*RECORDS FOR THE EXERCISE*
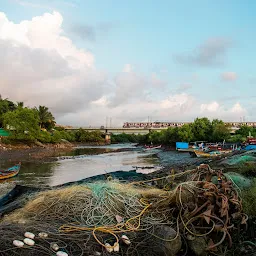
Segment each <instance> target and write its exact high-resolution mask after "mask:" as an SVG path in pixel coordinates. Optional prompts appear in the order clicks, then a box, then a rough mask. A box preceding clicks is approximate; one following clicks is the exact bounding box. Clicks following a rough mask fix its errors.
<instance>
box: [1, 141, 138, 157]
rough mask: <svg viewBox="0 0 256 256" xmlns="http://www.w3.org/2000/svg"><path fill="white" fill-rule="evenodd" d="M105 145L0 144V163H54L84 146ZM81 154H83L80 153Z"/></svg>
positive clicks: (91, 152) (100, 145)
mask: <svg viewBox="0 0 256 256" xmlns="http://www.w3.org/2000/svg"><path fill="white" fill-rule="evenodd" d="M104 145H106V144H105V143H78V142H76V143H69V142H63V143H57V144H42V143H37V144H35V143H33V144H22V143H17V144H13V145H9V144H8V145H6V144H1V143H0V161H1V162H4V161H5V162H6V161H10V162H19V161H22V162H52V161H56V160H57V158H58V157H62V156H63V157H65V156H67V155H70V156H73V154H77V152H75V151H77V150H79V148H80V149H81V148H82V147H84V146H87V147H88V146H92V147H94V146H104ZM132 150H134V148H117V149H104V148H102V149H101V150H98V152H95V150H92V151H91V152H90V150H87V152H86V154H87V155H97V154H102V153H108V152H110V151H111V152H124V151H132ZM81 154H83V153H81Z"/></svg>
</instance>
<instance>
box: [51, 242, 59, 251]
mask: <svg viewBox="0 0 256 256" xmlns="http://www.w3.org/2000/svg"><path fill="white" fill-rule="evenodd" d="M51 248H52V249H53V250H54V251H58V250H59V249H60V247H59V246H58V245H57V244H55V243H54V244H51Z"/></svg>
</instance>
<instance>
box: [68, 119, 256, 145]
mask: <svg viewBox="0 0 256 256" xmlns="http://www.w3.org/2000/svg"><path fill="white" fill-rule="evenodd" d="M182 124H184V123H182ZM182 124H181V123H180V125H179V126H178V125H177V126H174V127H181V126H182ZM232 124H233V126H231V128H230V133H231V134H234V133H235V132H236V130H238V129H239V128H240V126H238V125H234V123H232ZM232 124H229V125H232ZM237 124H238V123H237ZM255 124H256V123H255ZM171 127H173V126H171ZM64 128H65V130H69V131H71V130H79V129H83V130H85V131H100V132H101V133H102V134H103V135H105V140H106V142H110V140H111V134H122V133H126V134H136V135H138V134H142V135H143V134H148V133H149V132H153V131H157V132H160V131H162V130H167V129H168V128H169V127H158V128H156V127H137V128H136V127H131V128H129V127H126V128H125V127H104V126H100V127H64Z"/></svg>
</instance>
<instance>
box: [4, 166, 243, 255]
mask: <svg viewBox="0 0 256 256" xmlns="http://www.w3.org/2000/svg"><path fill="white" fill-rule="evenodd" d="M181 178H182V181H180V179H181ZM160 180H161V181H164V183H165V186H164V188H163V189H159V188H156V187H152V182H154V184H155V183H157V182H158V181H160ZM247 219H248V217H247V216H246V214H244V213H243V211H242V204H241V199H240V197H239V189H238V188H237V186H236V185H235V184H234V182H233V181H232V179H231V178H230V177H226V176H225V174H223V173H222V171H221V170H212V169H211V168H210V167H209V166H208V165H200V166H199V167H198V168H196V169H194V170H188V171H185V172H183V173H177V174H175V173H174V172H172V173H171V174H170V175H168V176H167V177H161V178H156V179H152V180H147V181H140V182H132V183H129V184H124V183H119V182H115V181H107V182H96V183H90V184H85V185H79V186H78V185H76V186H70V187H65V188H59V189H54V190H48V191H44V192H40V193H38V194H36V195H35V196H34V198H32V199H31V200H30V201H28V202H27V203H26V205H25V206H24V207H23V208H21V209H18V210H16V211H14V212H13V213H11V214H10V215H8V216H4V218H3V219H2V221H1V223H0V236H1V239H0V255H3V256H5V255H8V256H10V255H27V256H30V255H59V256H61V255H62V256H67V255H70V256H71V255H73V256H78V255H88V256H89V255H99V256H100V255H103V256H105V255H112V254H113V255H131V256H135V255H136V256H137V255H148V256H151V255H152V256H153V255H158V256H159V255H191V252H193V253H194V254H195V255H211V254H212V255H221V254H223V253H224V252H227V251H228V250H229V249H230V248H231V247H232V240H233V239H232V237H233V235H234V234H235V232H236V230H237V228H239V229H241V228H243V227H245V226H246V223H247Z"/></svg>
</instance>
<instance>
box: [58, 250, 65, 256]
mask: <svg viewBox="0 0 256 256" xmlns="http://www.w3.org/2000/svg"><path fill="white" fill-rule="evenodd" d="M56 255H57V256H68V254H67V253H66V252H63V251H58V252H56Z"/></svg>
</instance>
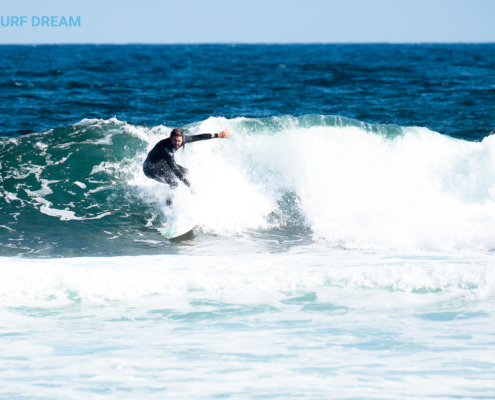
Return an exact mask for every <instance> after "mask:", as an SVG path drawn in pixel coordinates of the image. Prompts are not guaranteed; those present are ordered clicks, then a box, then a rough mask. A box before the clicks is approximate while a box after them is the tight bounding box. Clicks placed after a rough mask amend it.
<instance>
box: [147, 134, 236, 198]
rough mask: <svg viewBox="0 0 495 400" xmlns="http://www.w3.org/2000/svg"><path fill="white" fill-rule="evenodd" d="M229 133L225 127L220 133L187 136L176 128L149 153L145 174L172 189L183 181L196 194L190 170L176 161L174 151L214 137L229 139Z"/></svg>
mask: <svg viewBox="0 0 495 400" xmlns="http://www.w3.org/2000/svg"><path fill="white" fill-rule="evenodd" d="M229 135H230V132H229V131H228V130H227V129H225V130H223V131H222V132H220V133H203V134H201V135H191V136H185V135H184V132H183V131H182V129H178V128H176V129H174V130H173V131H172V132H171V133H170V137H168V138H167V139H163V140H160V141H159V142H158V143H157V144H156V145H155V147H153V149H152V150H151V151H150V152H149V153H148V156H147V157H146V160H145V161H144V164H143V171H144V174H145V175H146V176H147V177H148V178H151V179H154V180H156V181H158V182H161V183H166V184H167V185H169V186H170V187H171V188H172V189H175V188H176V187H177V186H178V185H179V181H182V182H183V183H184V184H185V185H187V186H188V187H189V188H190V189H191V194H196V191H195V190H194V188H193V187H191V183H190V182H189V181H188V179H187V174H188V170H187V169H186V168H184V167H182V166H180V165H178V164H177V163H176V162H175V158H174V153H175V152H176V151H177V150H179V149H180V148H181V147H182V148H184V149H185V147H186V143H192V142H198V141H200V140H207V139H214V138H221V139H227V138H228V137H229Z"/></svg>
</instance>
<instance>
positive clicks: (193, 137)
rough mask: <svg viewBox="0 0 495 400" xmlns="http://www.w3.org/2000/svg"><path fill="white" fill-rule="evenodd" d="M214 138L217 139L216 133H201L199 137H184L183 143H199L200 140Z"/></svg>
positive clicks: (194, 135)
mask: <svg viewBox="0 0 495 400" xmlns="http://www.w3.org/2000/svg"><path fill="white" fill-rule="evenodd" d="M215 138H218V133H203V134H201V135H191V136H185V137H184V142H186V143H192V142H199V141H200V140H208V139H215Z"/></svg>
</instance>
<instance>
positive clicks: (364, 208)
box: [129, 118, 495, 251]
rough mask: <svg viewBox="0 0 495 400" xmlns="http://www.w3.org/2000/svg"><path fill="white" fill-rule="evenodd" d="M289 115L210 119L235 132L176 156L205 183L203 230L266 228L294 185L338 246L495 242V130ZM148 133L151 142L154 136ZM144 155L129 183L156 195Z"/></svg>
mask: <svg viewBox="0 0 495 400" xmlns="http://www.w3.org/2000/svg"><path fill="white" fill-rule="evenodd" d="M291 121H292V120H290V119H288V120H287V121H286V123H285V124H284V127H283V128H280V127H278V128H277V129H276V130H270V128H269V127H268V126H267V127H264V126H263V124H262V123H260V124H258V126H256V128H255V129H254V130H253V128H252V127H251V125H248V124H247V122H249V120H246V119H243V118H238V119H234V120H226V119H224V118H210V119H208V120H206V121H204V122H202V123H200V124H198V125H197V126H195V127H192V128H191V133H192V134H197V133H202V132H218V131H220V130H222V129H225V128H229V129H231V131H232V133H233V134H232V136H231V138H229V139H228V140H211V141H206V142H201V143H194V144H189V145H187V146H186V150H185V151H184V152H182V151H179V152H178V153H177V155H176V157H177V161H178V162H179V163H180V164H182V165H184V166H186V167H187V168H189V169H190V180H191V181H192V182H193V185H194V186H195V187H197V189H198V192H199V194H198V195H197V199H198V201H197V204H196V205H195V206H194V213H195V216H196V218H197V219H198V220H199V222H200V225H201V226H202V228H203V229H204V230H205V231H209V232H214V233H216V234H223V235H226V234H229V233H230V232H242V231H245V230H247V229H257V228H260V227H267V222H266V221H267V219H266V217H267V216H268V215H269V214H270V213H271V212H272V211H274V210H275V209H276V208H277V207H278V205H277V201H278V200H280V198H281V195H282V194H283V193H285V192H287V191H291V192H293V193H295V194H297V196H298V198H299V200H300V202H299V207H300V210H299V211H300V212H301V213H302V215H303V216H304V217H305V221H306V224H307V225H308V226H309V227H310V228H311V229H312V231H313V232H314V235H315V238H317V239H321V240H324V241H325V242H327V243H329V244H331V245H338V246H342V247H345V248H351V249H429V250H440V251H452V250H462V249H474V250H481V251H484V250H491V249H495V136H490V137H487V138H485V139H484V140H483V141H482V142H481V143H477V142H466V141H463V140H457V139H453V138H450V137H448V136H445V135H440V134H438V133H435V132H432V131H429V130H428V129H425V128H404V129H403V132H404V134H403V135H399V136H397V137H395V138H394V139H386V138H385V137H383V136H380V135H377V134H373V133H370V132H368V130H367V129H364V127H362V128H360V127H355V126H347V127H344V126H343V127H331V126H314V127H309V128H302V127H300V125H299V124H298V123H297V120H295V119H294V121H292V122H291ZM141 136H143V132H141ZM145 136H146V135H145ZM147 140H148V141H149V146H148V147H149V148H151V147H152V146H153V145H154V144H155V143H156V141H157V138H156V135H155V134H153V136H151V135H148V137H147ZM144 156H145V154H144V153H143V154H142V156H141V157H140V158H139V161H138V162H136V163H135V164H134V168H135V173H134V177H133V179H132V180H131V181H130V182H129V183H130V184H132V185H136V186H138V187H140V188H141V190H143V191H144V192H146V193H147V194H146V195H145V197H146V196H148V197H149V198H153V197H155V198H156V196H155V195H153V192H154V191H155V190H156V188H157V187H158V186H159V184H157V185H154V186H153V185H149V184H147V186H146V185H144V183H145V182H147V181H149V180H147V178H145V177H144V175H143V174H142V171H141V163H142V160H143V159H144Z"/></svg>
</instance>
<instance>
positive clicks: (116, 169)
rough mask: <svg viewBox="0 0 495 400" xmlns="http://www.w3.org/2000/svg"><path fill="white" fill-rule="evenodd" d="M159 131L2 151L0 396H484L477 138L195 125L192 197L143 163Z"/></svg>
mask: <svg viewBox="0 0 495 400" xmlns="http://www.w3.org/2000/svg"><path fill="white" fill-rule="evenodd" d="M171 129H172V128H171V127H168V126H166V125H156V126H151V127H145V126H139V125H133V124H131V123H127V122H124V121H120V120H119V119H117V118H111V119H83V120H82V121H80V122H78V123H75V124H73V125H69V126H64V127H59V128H54V129H51V130H49V131H45V132H39V133H31V134H28V135H23V136H19V137H15V138H5V139H4V140H3V141H2V142H0V154H1V160H2V161H1V173H2V175H1V177H2V180H1V194H0V207H1V209H2V220H1V221H0V229H1V240H0V241H1V243H0V245H1V246H2V247H1V249H2V250H1V251H2V253H1V254H2V255H3V256H2V257H1V258H0V265H1V266H0V270H1V273H2V277H3V278H2V280H0V316H1V317H0V321H1V322H0V337H1V340H0V357H1V359H2V374H1V376H0V382H1V384H0V396H2V397H3V398H40V399H41V398H43V399H44V398H55V397H56V398H74V399H78V398H81V399H83V398H87V397H88V396H90V397H91V398H95V399H99V398H101V399H103V398H119V399H120V398H136V397H143V396H145V397H147V398H164V397H166V398H205V399H206V398H221V397H233V398H253V397H267V398H291V397H297V398H308V399H309V398H363V399H364V398H386V399H399V398H404V399H405V398H417V397H420V398H425V399H428V398H431V399H433V398H493V397H494V396H495V384H494V382H495V379H494V378H495V373H494V371H495V363H494V360H495V348H494V345H493V343H494V342H493V332H495V323H494V322H493V321H494V318H493V313H494V312H493V310H494V306H495V303H494V299H495V297H494V295H495V262H494V258H493V251H494V250H495V136H487V137H485V138H483V139H482V140H480V141H466V140H462V139H457V138H453V137H449V136H446V135H442V134H440V133H437V132H435V131H432V130H429V129H427V128H424V127H414V126H409V127H408V126H398V125H394V124H370V123H366V122H361V121H358V120H355V119H349V118H344V117H341V116H332V115H326V116H325V115H306V116H300V117H294V116H278V117H266V118H246V117H237V118H224V117H210V118H207V119H205V120H202V121H199V122H195V123H191V124H188V125H186V126H185V129H186V130H187V133H186V134H200V133H212V132H213V133H214V132H219V131H221V130H223V129H229V130H230V131H231V132H232V136H231V137H230V138H229V139H227V140H210V141H206V142H200V143H194V144H190V145H187V146H186V148H185V150H180V151H179V152H178V154H177V156H176V157H177V161H178V163H179V164H181V165H184V166H185V167H187V168H188V169H189V170H190V178H191V181H192V182H193V185H194V186H195V187H196V188H197V191H198V194H197V195H195V196H192V197H191V196H190V195H189V192H188V190H187V188H186V187H185V186H181V187H179V189H178V190H177V192H175V193H170V192H169V191H168V190H167V188H166V187H165V186H164V185H161V184H159V183H157V182H155V181H152V180H149V179H147V178H146V177H145V176H144V174H143V172H142V163H143V161H144V158H145V157H146V154H147V152H148V151H149V150H150V149H151V148H152V147H153V146H154V145H155V144H156V142H158V141H159V140H161V139H162V138H164V137H167V136H168V134H169V133H170V131H171ZM168 196H174V209H173V210H170V209H169V208H168V207H166V206H165V201H164V199H166V198H167V197H168ZM172 213H185V214H187V215H189V216H192V217H194V218H195V219H196V220H197V221H198V227H197V228H196V229H195V230H194V232H193V233H192V234H190V235H189V236H187V237H185V238H183V239H181V240H175V241H168V240H166V239H164V238H163V236H162V235H161V234H160V233H159V229H160V228H161V227H162V226H163V225H164V224H165V223H166V221H167V220H168V219H170V218H171V215H172Z"/></svg>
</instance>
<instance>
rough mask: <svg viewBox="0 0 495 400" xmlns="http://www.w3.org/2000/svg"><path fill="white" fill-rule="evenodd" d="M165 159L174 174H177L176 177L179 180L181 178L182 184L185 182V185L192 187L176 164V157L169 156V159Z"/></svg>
mask: <svg viewBox="0 0 495 400" xmlns="http://www.w3.org/2000/svg"><path fill="white" fill-rule="evenodd" d="M164 159H165V160H166V162H167V164H168V166H169V167H170V169H171V170H172V172H173V173H174V174H175V176H177V178H179V179H180V180H181V181H182V182H184V184H186V185H187V186H189V187H191V183H190V182H189V181H188V180H187V178H186V175H185V174H184V173H183V172H182V171H181V169H180V168H179V166H178V165H177V163H176V162H175V159H174V157H170V156H168V157H164ZM184 169H185V168H184Z"/></svg>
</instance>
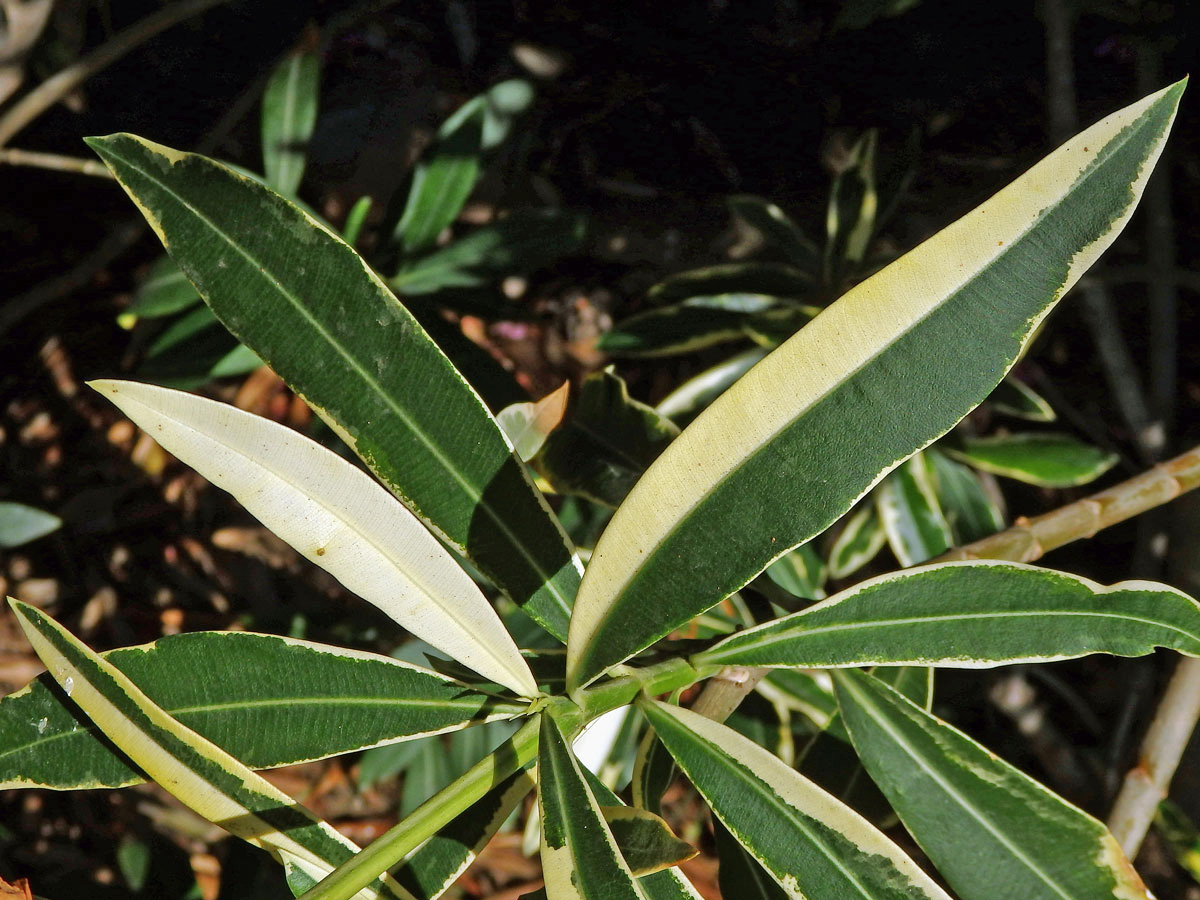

*EXERCISE REQUIREMENTS*
Lines of the material may hold the string "coordinates". Copy each one that does.

*EXERCISE ANSWER*
Segment each <instance> target and write its exact high-resolution mask after "mask:" as an SVG path in pixel coordinates. Optional prompts appear in the order clicks, then a box, then a rough mask. A box preceding clicks is approximate; one following clicks is the exact bounding box. Clicks following a rough mask fix its errors.
Return an exact mask for every <instance> after "mask:", as an SVG path drawn in pixel coordinates of the image. Prompts are not guaranteed; those present are ordered clicks, then a box, then a rough mask. A box before the clicks is approximate while a box after them is the tight bounding box. Clicks placed after a rough mask amend it.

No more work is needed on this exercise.